[Source text]

Unanswered Questions

It is unclear whether federal investigators are still probing for illegal or unethical conduct in the never-ending case of Camp Lejeune’s toxic drinking water. There are plenty of places they could look, though, including a number of apparent improprieties described in A Trust Betrayed.

There were the indications that Navy officials were allowed to review and edit the first Public Health Assessment of the base’s pollution before it was released in the 1990s by the Agency for Toxic Substances and Disease Registry. Polluters are not normally part of the process of assessing the damage they have done to health and the environment, and the Navy’s opportunity to suggest changes in the PHA could help explain why the document was later found to be so flawed it needed significant revisions; a final assessment still has not been released by the ATSDR.

There were the suggestions that an expert panel appointed by the National Academy of Sciences was wined and dined at the base as it began studying the problems caused by Camp Lejeune’s contaminated water. The panel’s report, which concluded that illnesses could not be directly linked to the pollution, was later widely discredited.

There were the redactions the Navy was allowed to make in an ATSDR water-modeling study that made it impossible for the research to be independently verified. Sen. Richard Burr of North Carolina asked the inspector general for the Department of Health and Human Services to investigate, but no report has been released.

There is also evidence that federal officials have overlooked another possible pathway of exposure to toxic chemicals at the base: vapors seeping from polluted underground sites into the air inside buildings. More information about that significant problem will be posted here later.

On top of all those issues is the fact that the Marine Corps has repeatedly stonewalled the efforts of investigators to study the contamination problems at Camp Lejeune. The Tampa Bay Times reported last year that the Marines withheld more than 40,000 documents from the ATSDR until July 2013, nearly three full decades after the contamination was publicly disclosed in 1985.

[Description of the task] Copy, word for word, the stretch of the Camp Lejeune water passage from "There is also" through "disclosed in 1985.". The material after this text comes from an unrelated source.

[Entries supplied]
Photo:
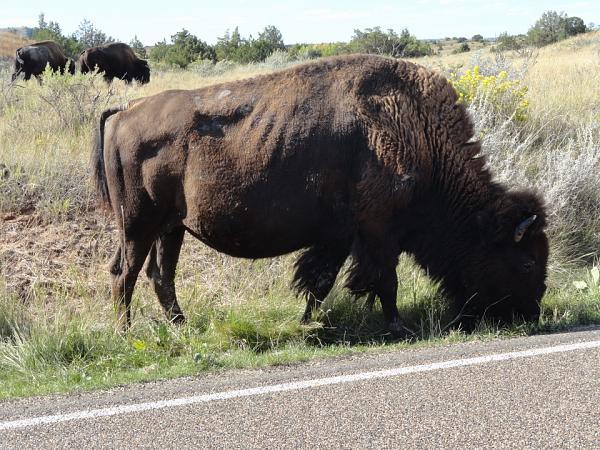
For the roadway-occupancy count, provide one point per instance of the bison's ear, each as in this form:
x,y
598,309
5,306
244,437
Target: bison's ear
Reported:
x,y
518,214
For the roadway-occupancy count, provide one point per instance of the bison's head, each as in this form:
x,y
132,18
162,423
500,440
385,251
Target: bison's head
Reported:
x,y
143,71
503,277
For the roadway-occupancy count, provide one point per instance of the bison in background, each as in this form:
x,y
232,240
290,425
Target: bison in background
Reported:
x,y
359,156
32,60
115,61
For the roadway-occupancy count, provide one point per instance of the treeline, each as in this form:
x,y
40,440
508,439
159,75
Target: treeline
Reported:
x,y
186,48
552,27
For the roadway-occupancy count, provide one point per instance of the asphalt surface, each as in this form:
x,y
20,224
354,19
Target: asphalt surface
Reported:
x,y
541,401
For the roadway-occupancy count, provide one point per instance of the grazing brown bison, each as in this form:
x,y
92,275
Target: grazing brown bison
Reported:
x,y
116,61
359,155
32,60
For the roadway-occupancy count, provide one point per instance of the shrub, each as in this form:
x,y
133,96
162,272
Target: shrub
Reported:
x,y
462,48
507,97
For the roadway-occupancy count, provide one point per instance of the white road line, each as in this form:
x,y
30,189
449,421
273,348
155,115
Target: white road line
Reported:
x,y
293,386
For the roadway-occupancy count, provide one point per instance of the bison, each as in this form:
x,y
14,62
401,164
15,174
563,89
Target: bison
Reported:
x,y
32,60
356,156
116,61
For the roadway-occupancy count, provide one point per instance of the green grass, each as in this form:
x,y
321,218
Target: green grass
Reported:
x,y
64,349
57,325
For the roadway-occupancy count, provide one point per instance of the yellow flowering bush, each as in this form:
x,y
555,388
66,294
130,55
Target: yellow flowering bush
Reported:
x,y
506,96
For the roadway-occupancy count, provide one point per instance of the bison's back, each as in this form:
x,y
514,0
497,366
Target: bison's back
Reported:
x,y
281,160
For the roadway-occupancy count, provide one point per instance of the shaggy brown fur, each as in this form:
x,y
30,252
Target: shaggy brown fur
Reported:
x,y
32,60
358,155
115,60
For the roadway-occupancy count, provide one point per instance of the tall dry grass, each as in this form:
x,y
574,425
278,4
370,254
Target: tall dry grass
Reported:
x,y
56,321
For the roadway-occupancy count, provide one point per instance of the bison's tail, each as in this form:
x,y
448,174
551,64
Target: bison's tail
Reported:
x,y
98,167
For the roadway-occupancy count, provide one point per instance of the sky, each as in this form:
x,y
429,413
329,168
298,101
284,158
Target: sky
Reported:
x,y
311,21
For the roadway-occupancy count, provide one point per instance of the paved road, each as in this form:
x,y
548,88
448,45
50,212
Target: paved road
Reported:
x,y
541,391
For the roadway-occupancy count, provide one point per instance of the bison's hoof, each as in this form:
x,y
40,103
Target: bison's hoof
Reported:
x,y
177,319
398,330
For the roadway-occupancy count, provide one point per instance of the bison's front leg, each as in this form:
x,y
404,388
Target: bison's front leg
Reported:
x,y
161,271
374,272
316,271
132,255
387,290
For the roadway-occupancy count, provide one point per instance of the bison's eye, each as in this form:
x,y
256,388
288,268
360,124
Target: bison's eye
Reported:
x,y
527,266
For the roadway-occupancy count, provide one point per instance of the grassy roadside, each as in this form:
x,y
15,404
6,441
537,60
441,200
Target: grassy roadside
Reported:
x,y
57,328
73,345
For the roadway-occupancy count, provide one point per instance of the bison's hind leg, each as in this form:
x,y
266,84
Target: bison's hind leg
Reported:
x,y
316,271
161,266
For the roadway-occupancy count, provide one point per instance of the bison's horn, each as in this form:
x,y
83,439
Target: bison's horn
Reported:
x,y
522,227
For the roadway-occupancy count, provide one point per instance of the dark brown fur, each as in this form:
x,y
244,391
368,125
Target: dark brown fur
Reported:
x,y
33,58
359,155
115,60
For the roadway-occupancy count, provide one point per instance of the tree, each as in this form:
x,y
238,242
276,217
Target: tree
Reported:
x,y
227,46
509,42
50,31
373,40
233,47
553,27
138,47
89,36
462,48
184,49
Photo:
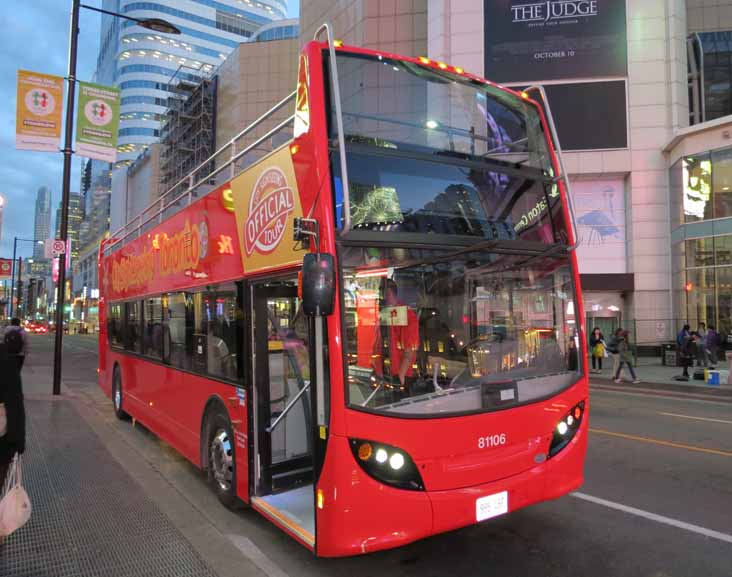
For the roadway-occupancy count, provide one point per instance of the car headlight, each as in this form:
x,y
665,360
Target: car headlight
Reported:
x,y
387,464
566,428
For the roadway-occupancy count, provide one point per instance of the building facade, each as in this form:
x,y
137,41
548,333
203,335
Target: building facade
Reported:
x,y
149,66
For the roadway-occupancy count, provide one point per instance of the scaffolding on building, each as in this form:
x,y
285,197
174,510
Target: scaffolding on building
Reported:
x,y
188,134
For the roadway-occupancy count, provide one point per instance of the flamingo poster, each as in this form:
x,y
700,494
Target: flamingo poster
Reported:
x,y
600,213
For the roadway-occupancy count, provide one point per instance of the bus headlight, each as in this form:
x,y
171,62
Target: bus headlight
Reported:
x,y
387,464
566,428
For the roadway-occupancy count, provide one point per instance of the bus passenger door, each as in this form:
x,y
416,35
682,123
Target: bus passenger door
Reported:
x,y
283,467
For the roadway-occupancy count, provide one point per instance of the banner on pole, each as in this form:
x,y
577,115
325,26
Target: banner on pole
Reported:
x,y
38,111
97,119
6,268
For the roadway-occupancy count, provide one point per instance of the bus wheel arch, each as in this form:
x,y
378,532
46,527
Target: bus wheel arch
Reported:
x,y
218,452
117,393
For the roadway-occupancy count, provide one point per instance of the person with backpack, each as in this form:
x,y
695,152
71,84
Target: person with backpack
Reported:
x,y
612,348
16,341
12,414
625,357
597,348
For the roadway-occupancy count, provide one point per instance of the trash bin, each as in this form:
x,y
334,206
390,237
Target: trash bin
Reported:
x,y
669,355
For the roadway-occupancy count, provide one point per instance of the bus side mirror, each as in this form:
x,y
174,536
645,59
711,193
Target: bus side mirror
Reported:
x,y
318,284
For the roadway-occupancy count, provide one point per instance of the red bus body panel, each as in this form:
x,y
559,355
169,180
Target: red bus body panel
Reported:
x,y
359,514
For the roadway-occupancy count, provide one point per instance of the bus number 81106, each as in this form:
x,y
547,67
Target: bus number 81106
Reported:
x,y
491,441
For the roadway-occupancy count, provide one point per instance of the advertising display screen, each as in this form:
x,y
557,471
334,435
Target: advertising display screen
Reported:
x,y
554,39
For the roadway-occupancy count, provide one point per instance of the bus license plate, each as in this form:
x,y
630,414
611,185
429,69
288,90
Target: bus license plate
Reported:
x,y
491,506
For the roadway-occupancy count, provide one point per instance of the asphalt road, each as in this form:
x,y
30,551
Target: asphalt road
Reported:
x,y
657,500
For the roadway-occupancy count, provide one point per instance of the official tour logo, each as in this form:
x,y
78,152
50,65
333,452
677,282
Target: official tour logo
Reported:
x,y
98,112
271,203
554,10
40,102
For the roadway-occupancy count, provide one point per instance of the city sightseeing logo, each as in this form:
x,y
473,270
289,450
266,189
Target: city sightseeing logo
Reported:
x,y
271,203
554,11
40,102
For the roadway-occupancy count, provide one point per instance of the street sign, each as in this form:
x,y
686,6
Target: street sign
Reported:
x,y
38,114
97,118
6,268
58,247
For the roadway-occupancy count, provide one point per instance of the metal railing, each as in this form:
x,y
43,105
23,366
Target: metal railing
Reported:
x,y
204,178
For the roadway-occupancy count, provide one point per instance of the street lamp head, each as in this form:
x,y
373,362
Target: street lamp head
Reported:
x,y
158,25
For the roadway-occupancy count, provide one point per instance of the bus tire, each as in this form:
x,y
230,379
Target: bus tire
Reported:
x,y
222,460
117,397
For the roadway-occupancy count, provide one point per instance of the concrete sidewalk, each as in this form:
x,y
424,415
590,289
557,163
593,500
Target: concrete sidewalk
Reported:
x,y
653,374
90,516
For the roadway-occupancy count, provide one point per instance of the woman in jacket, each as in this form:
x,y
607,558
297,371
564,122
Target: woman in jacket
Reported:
x,y
597,349
11,396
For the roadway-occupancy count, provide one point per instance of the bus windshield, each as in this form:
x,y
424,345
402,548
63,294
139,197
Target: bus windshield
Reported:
x,y
433,152
431,333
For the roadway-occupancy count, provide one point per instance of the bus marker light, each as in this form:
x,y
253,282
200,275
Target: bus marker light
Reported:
x,y
365,451
396,461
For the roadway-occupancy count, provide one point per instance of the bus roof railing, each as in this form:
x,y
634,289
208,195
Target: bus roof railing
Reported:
x,y
190,187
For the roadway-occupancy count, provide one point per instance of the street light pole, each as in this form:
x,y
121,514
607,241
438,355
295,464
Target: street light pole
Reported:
x,y
149,23
12,282
69,133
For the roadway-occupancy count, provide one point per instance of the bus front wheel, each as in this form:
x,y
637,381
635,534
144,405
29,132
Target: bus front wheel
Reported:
x,y
221,460
117,398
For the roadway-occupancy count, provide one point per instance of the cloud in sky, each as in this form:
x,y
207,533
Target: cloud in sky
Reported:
x,y
35,37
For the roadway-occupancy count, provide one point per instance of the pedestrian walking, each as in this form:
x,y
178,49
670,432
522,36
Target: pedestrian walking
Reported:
x,y
702,353
612,348
597,349
626,357
689,351
12,413
712,345
16,341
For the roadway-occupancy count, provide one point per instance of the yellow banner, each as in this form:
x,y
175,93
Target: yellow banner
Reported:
x,y
38,112
266,202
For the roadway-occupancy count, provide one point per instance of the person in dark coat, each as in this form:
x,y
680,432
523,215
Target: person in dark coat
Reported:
x,y
11,395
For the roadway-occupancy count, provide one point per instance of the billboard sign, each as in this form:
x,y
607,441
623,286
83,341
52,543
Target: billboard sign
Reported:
x,y
97,119
38,111
6,268
529,41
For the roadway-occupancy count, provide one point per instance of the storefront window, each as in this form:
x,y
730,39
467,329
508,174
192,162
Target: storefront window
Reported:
x,y
724,284
700,252
701,297
722,182
696,174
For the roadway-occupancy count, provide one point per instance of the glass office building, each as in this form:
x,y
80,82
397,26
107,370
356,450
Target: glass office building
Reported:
x,y
147,66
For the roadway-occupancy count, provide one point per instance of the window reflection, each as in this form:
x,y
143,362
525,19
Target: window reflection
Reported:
x,y
433,333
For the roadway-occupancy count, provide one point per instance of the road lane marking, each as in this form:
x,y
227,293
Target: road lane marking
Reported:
x,y
661,442
697,418
654,517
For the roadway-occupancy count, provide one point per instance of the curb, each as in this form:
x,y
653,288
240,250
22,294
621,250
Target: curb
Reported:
x,y
701,391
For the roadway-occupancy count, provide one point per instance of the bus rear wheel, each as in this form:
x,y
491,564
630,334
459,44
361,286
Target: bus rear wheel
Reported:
x,y
222,461
117,398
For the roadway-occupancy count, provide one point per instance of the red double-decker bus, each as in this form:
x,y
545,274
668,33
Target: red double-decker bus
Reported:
x,y
372,333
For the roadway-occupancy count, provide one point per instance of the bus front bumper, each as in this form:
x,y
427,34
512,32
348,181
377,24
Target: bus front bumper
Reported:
x,y
361,515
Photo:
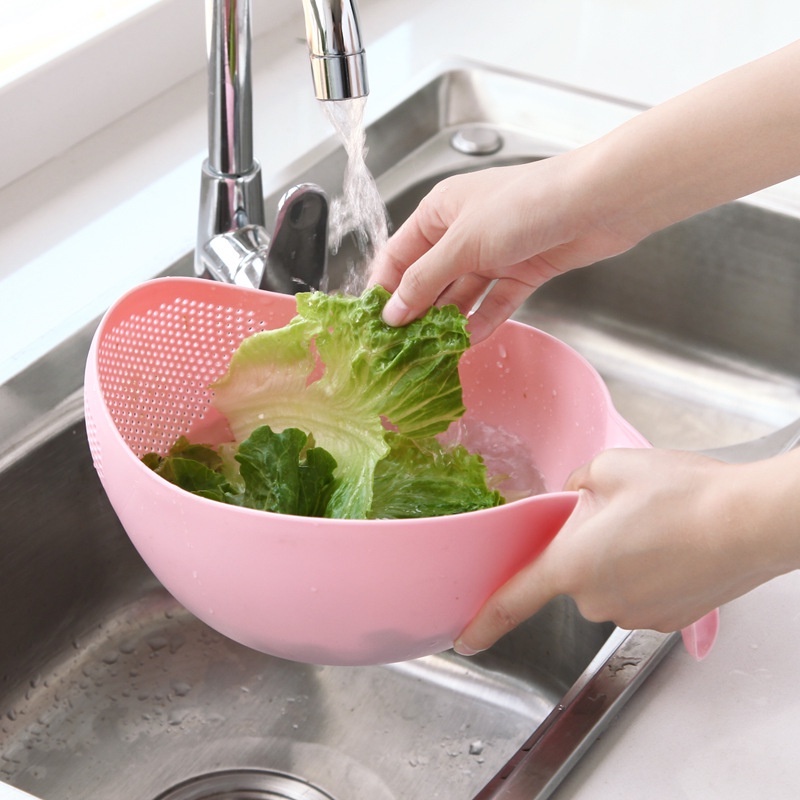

[Final answer]
There is also evidence that federal officials have overlooked another possible pathway of exposure to toxic chemicals at the base: vapors seeping from polluted underground sites into the air inside buildings. More information about that significant problem will be posted here later.

On top of all those issues is the fact that the Marine Corps has repeatedly stonewalled the efforts of investigators to study the contamination problems at Camp Lejeune. The Tampa Bay Times reported last year that the Marines withheld more than 40,000 documents from the ATSDR until July 2013, nearly three full decades after the contamination was publicly disclosed in 1985.